04/27/2008 09:16 PM  Top
wallo1
 
Posts: 6
Member

I'm taking celexa40 mg x1,lamictal 50 x1 and neurontin 600 mg x3 I start taking 100 mg x1 of lamictal in about 4 days maybe things will get better then at least I hope so. I,m supposed to go back to work may 3rd but I'll wait and see what my pdoc says, we've been working on my meds for 4 mths or so and I think I,m getting closer to the right mix, but I'm sure they would like it if I came back to work, I'm not worrying about losing my job I really doubt that will happen I just feel bad because I should be there and I'm not I feel it's an obligation that I should be there even if I do not think I can handle it anymore. My pdoc says don't worry about work and he's right although I can't stop I alway's try to take care of my obligations.

04/27/2008 09:22 PM  Top
zinnia
zinniaPosts: 3990
VIP Member

we all have to worry about work some times. i know how you feel. there are days i think work will just kill me, but i go. i've thought about disability or getting a job with less stress, but i have two kids to take care of. maybe if you tell your pdoc that your goal is to get back to work (which it sounds like you're saying-sorry if i'm reading you wrong), he/she might be able to tailor the meds towards that end. i know that i take certain meds solely to counteract the side effects of the meds that make my work more difficult.

keep trying! you can do it and you're not alone!

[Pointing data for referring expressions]
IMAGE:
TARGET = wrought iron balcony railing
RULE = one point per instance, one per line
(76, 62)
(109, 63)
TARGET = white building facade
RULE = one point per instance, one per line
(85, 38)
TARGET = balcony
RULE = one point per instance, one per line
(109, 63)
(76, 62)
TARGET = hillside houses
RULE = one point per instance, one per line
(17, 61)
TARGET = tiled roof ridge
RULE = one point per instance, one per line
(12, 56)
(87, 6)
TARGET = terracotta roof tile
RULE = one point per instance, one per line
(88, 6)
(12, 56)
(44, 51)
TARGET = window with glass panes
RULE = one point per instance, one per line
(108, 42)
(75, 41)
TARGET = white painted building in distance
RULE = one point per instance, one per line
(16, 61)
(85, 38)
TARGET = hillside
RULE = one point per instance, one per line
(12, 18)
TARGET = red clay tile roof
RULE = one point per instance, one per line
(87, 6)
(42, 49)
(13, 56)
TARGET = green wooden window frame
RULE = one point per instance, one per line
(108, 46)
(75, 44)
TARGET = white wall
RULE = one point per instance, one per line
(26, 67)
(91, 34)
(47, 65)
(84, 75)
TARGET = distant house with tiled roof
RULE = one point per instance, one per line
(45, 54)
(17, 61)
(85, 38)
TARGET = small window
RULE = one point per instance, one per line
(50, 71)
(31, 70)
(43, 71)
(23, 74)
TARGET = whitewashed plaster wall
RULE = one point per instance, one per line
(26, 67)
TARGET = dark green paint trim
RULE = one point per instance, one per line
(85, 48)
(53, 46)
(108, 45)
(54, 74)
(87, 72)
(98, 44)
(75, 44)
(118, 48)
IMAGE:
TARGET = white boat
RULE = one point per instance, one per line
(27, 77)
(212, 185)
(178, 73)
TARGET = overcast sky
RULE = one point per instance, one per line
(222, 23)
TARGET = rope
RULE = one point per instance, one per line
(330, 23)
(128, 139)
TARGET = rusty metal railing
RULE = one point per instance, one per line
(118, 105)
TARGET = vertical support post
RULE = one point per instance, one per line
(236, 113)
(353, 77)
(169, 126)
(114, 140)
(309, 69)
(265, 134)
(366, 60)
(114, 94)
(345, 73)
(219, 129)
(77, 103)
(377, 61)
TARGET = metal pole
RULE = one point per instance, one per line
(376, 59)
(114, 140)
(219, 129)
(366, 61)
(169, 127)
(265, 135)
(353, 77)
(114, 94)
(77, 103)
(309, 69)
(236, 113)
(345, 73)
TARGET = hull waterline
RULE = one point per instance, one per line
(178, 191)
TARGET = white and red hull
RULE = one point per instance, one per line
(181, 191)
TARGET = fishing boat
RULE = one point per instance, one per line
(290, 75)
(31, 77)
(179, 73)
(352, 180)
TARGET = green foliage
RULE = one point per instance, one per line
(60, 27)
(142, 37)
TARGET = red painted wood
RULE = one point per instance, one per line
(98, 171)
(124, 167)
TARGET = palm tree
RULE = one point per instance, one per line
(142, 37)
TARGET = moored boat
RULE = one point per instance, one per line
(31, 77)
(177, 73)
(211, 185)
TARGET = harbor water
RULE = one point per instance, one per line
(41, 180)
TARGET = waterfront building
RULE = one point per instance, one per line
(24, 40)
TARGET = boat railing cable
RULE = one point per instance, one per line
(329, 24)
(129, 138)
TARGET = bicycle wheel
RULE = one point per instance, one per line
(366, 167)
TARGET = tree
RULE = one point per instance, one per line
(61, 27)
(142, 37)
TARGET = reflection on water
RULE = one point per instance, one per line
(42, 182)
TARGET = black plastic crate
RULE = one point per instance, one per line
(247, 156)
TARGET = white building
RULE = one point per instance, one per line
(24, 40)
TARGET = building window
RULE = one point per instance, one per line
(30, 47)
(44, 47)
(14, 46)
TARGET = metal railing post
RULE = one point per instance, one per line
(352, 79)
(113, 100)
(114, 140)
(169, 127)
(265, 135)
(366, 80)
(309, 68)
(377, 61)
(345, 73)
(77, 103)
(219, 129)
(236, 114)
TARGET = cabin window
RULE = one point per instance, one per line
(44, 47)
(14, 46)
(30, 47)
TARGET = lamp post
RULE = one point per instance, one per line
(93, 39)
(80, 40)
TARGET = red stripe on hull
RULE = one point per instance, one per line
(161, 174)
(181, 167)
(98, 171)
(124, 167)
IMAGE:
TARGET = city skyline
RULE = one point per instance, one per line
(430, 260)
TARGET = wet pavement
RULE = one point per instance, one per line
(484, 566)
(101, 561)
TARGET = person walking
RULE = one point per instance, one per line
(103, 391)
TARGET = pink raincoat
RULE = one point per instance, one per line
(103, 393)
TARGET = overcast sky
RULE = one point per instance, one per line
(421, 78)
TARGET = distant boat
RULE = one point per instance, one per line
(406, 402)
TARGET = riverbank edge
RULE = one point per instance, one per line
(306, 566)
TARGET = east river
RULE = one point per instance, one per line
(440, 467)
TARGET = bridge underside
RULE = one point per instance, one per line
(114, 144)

## Work to complete
(1) Answer these questions about the forum thread:
(a) How many milligrams of neurontin does wallo1 take per dose, and how many times?
(b) On what date is wallo1 supposed to go back to work?
(c) How many kids does zinnia have to take care of?
(2) Rewrite the part of the forum thread that opens with the words containing "we all have" and closes with "you're not alone!", putting "early retirement" in place of "disability".

## Results
(1)
(a) 600 mg, three times (x3).
(b) May 3rd.
(c) Two.

(2)
we all have to worry about work some times. i know how you feel. there are days i think work will just kill me, but i go. i've thought about early retirement or getting a job with less stress, but i have two kids to take care of. maybe if you tell your pdoc that your goal is to get back to work (which it sounds like you're saying-sorry if i'm reading you wrong), he/she might be able to tailor the meds towards that end. i know that i take certain meds solely to counteract the side effects of the meds that make my work more difficult.

keep trying! you can do it and you're not alone!